[start of Data supplied]

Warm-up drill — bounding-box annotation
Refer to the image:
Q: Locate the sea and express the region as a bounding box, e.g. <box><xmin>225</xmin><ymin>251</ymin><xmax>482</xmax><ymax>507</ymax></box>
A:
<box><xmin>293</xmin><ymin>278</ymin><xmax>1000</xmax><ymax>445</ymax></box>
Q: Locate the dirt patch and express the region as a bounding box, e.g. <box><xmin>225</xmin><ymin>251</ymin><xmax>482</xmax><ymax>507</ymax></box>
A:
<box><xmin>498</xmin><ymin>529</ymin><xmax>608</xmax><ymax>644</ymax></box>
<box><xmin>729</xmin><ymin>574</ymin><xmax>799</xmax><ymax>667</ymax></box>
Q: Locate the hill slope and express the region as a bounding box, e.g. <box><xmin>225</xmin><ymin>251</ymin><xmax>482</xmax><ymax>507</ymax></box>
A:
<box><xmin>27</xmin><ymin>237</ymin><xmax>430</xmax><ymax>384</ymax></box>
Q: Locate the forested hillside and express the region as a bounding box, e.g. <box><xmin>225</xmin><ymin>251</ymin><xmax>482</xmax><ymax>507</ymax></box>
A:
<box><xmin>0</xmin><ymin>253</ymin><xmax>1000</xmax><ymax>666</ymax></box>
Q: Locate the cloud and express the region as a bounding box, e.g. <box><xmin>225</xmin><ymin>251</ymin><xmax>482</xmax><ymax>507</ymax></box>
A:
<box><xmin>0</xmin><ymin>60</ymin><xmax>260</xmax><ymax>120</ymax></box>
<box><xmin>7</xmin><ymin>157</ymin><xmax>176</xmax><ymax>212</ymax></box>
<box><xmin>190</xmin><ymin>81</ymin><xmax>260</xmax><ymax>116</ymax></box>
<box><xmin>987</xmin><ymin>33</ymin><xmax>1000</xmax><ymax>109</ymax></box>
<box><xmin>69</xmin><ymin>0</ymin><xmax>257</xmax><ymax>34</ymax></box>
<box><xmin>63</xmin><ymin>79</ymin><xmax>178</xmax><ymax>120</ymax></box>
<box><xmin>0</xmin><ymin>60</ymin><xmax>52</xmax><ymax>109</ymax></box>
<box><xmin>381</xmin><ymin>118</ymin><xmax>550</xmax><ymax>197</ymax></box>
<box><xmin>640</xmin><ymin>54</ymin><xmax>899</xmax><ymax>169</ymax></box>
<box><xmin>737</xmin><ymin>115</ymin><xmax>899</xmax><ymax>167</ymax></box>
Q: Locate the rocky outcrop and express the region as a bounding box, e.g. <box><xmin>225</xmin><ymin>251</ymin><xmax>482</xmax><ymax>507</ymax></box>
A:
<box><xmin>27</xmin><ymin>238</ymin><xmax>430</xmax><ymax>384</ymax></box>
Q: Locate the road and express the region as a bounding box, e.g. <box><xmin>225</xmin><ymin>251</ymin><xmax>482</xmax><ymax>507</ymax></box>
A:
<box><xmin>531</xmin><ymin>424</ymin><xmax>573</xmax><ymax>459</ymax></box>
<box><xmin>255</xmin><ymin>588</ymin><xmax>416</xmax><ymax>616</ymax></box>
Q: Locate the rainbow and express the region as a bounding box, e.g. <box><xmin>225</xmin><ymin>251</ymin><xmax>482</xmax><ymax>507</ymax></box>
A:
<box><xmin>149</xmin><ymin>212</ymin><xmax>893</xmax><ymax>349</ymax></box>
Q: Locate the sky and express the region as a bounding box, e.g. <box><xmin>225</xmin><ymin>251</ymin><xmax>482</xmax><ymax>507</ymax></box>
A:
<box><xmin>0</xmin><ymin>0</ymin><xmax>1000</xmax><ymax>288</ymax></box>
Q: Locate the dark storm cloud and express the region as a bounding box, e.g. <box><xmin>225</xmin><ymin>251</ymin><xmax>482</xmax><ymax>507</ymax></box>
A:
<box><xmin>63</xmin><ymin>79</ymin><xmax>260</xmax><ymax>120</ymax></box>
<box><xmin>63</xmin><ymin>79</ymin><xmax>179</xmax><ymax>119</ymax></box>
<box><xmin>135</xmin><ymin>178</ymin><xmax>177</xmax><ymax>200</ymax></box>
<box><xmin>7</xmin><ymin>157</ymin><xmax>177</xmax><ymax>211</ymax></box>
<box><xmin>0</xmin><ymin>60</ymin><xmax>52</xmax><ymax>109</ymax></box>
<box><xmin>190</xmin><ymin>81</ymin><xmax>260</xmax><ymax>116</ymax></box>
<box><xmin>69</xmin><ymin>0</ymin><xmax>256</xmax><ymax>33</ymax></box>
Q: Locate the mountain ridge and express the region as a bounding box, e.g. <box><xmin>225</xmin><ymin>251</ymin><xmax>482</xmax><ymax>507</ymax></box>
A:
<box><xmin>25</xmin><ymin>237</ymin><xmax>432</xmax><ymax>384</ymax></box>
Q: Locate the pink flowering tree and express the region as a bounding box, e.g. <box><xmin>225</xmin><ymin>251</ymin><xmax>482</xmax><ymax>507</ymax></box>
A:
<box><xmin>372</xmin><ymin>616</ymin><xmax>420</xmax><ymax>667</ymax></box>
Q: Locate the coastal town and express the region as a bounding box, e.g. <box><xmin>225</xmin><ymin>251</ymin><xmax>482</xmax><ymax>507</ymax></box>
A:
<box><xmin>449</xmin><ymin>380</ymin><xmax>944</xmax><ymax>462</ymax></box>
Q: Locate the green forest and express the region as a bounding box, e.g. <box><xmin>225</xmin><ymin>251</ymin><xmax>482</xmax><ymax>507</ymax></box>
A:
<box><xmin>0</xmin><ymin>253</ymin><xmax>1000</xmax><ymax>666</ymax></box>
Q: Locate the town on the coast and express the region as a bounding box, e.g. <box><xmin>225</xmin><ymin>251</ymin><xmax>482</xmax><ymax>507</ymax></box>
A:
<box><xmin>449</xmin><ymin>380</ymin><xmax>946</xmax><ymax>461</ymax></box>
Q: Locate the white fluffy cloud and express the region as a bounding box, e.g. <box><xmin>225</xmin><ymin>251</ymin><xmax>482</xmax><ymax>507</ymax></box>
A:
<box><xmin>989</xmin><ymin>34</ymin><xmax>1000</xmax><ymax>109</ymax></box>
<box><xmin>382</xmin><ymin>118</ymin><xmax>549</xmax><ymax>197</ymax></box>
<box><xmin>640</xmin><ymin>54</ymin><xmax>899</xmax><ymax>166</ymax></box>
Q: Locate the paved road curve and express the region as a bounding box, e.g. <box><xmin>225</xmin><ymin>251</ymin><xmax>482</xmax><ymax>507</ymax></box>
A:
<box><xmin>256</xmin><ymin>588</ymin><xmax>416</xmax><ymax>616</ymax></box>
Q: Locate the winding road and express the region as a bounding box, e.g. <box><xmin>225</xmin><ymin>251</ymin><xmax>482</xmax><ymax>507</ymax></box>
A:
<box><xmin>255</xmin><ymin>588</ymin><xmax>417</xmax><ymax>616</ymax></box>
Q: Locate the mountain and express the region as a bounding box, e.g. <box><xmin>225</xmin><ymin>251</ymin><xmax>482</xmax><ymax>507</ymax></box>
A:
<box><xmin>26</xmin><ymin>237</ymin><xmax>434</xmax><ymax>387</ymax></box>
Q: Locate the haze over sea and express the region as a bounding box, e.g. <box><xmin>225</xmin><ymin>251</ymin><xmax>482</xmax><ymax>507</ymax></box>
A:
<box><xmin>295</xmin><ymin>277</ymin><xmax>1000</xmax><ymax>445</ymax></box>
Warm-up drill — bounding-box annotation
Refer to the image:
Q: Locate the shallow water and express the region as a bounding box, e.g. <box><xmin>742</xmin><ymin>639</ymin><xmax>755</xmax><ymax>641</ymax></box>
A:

[end of Data supplied]

--- Stated task ---
Return every line of the records that contains the string "mountain".

--- Result for this exercise ---
Q: Locate the mountain ridge and express the region as a bounding box, e.g. <box><xmin>225</xmin><ymin>251</ymin><xmax>482</xmax><ymax>507</ymax></box>
Q: Locate the mountain and express the region as a bounding box, e.g. <box><xmin>225</xmin><ymin>251</ymin><xmax>482</xmax><ymax>507</ymax></box>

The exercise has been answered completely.